▶ _Your goal_
The entries are to be reproduced verbatim, with all pictures omitted.

Records drawn from a dataset:

—————

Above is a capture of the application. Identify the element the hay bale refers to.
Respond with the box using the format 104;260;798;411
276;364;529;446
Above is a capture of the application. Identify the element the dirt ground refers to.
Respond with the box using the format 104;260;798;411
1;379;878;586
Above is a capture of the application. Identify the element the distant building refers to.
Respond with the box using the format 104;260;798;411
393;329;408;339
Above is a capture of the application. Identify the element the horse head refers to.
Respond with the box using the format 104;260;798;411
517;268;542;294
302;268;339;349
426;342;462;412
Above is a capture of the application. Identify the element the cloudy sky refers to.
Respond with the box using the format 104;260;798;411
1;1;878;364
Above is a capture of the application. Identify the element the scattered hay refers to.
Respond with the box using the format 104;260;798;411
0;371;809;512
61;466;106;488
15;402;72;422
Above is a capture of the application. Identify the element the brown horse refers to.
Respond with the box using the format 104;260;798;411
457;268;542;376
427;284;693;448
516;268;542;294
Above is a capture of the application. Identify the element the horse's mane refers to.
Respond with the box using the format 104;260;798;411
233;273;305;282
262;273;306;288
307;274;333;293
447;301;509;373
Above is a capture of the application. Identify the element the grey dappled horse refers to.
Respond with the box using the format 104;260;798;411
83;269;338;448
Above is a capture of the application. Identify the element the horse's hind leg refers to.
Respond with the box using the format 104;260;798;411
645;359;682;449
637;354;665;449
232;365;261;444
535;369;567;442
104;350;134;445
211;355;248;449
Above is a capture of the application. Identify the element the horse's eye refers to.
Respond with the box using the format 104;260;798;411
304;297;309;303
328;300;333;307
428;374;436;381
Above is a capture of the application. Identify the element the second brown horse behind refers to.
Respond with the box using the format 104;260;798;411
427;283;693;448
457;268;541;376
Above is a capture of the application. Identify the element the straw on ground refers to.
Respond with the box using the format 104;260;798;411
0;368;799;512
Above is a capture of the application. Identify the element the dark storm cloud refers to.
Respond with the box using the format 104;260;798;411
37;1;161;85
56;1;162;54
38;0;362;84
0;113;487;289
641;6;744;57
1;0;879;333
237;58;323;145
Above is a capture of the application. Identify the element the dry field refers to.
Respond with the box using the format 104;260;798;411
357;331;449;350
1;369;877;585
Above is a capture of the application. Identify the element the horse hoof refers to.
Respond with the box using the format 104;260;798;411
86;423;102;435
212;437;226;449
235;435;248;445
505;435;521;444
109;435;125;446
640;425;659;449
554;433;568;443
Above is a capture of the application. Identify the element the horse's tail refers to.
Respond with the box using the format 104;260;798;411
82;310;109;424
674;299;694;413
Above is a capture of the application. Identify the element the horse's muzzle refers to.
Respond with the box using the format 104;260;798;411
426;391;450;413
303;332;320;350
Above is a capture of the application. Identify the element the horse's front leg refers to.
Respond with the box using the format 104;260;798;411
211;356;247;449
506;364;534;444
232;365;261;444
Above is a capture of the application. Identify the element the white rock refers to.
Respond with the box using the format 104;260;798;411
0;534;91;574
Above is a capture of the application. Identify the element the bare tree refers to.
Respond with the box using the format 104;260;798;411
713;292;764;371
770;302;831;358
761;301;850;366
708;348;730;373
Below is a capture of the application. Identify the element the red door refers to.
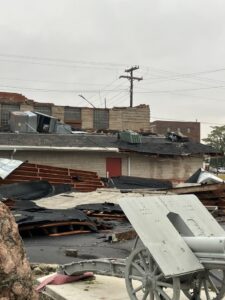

—————

▶ _Result for this exercise_
Above is a capture of the application. Identify the element the hay bale refers to.
Respond with the box using the format 104;260;798;411
276;364;529;446
Above is a capture of the application. Identify the element the dirt ground refers to.
Respond with the box using the format 104;260;798;411
1;379;878;586
Above is a capture of the application. Identify the element the distant building refers to.
Respond with the box using the format 104;260;798;411
393;329;408;339
Above is a capture of the application. Identify the element the horse head refers to.
Respond with the box using the format 104;260;798;411
517;268;542;294
302;268;339;349
426;342;462;412
Above is a capture of the application. Identify the element the cloudy sky refers to.
Respond with the box using the format 104;260;798;411
1;1;878;364
Above is a capture of the application. Identify the element the scattered hay refers to.
Respond with the box using the format 104;260;798;411
0;371;809;512
61;466;106;488
15;402;72;422
Above is a capture of the application. Identify the element the brown horse refers to.
Respond with the box using the format 104;260;798;411
457;268;542;376
427;284;693;448
516;268;542;294
Above is a capture of the application. Identify the element the horse's mane refers to.
Respond with the box using the format 104;260;798;411
233;273;305;282
262;273;306;288
307;274;333;293
447;301;509;373
Above is a capture of the application. Identify the element the grey dappled horse refers to.
Respond with the box using the format 104;260;798;411
83;269;338;448
Above is a capture of the application. Identify the element the horse's hind leg refers to.
Respond with the box using the format 104;260;798;411
645;359;682;449
637;354;665;449
232;365;261;444
535;369;567;442
104;350;134;445
211;355;248;449
Above is a capture of the application. Identify the element the horse's eye refers to.
Respond with the box using the format 104;260;798;411
304;297;309;303
328;300;333;307
428;374;436;381
Above is a capture of the application. Identify the element the second brown horse behind refers to.
Respond with the box using the format 104;260;798;411
427;283;693;448
457;268;541;376
Above is a capture of the application. Identify the element the straw on ground refers to.
Respond with the box using the format 104;260;798;411
0;368;799;512
Above is a capture of the application. Identify the element the dark storm cloud refers to.
Respond with the box using the format 104;260;798;411
37;1;161;85
56;1;162;54
38;0;362;84
0;113;487;289
641;6;744;57
1;0;879;333
237;58;323;145
Above is a capture of the application. Identify the element the dry field refers to.
Respond with the box using the format 104;260;798;411
357;331;449;350
1;369;877;585
Above is a capture of the application. Identify the element the horse hoof refers to.
Respond with the box using the format 104;260;798;411
86;423;102;435
212;437;226;449
235;435;248;445
505;435;521;444
109;435;125;446
640;425;659;449
554;433;568;443
Above is a capture of the application. Identify the element the horse's tail refers to.
Respond with the box using the format 104;260;798;411
82;310;109;424
674;299;694;413
Above is a capture of the application. Identify the element the horse's muzzle refers to.
Respond with the box using the format 104;260;798;411
426;391;450;413
303;332;320;350
Above is a capture of the application. Identify the element the horse's front leg refers to.
Respond with the box using the format 104;260;798;411
211;356;247;449
506;364;534;444
232;365;261;444
Above is a capture of the application. Identify the element the white rock refers to.
Respond with the box using the format 104;260;798;411
0;534;91;574
Above is a capture of the application. Identify the element the bare tree refers to.
Respond with the box using the format 104;260;798;411
713;292;764;371
770;302;831;358
761;301;850;366
708;348;730;373
Below is a capture of the application. Identify the element the red door refers to.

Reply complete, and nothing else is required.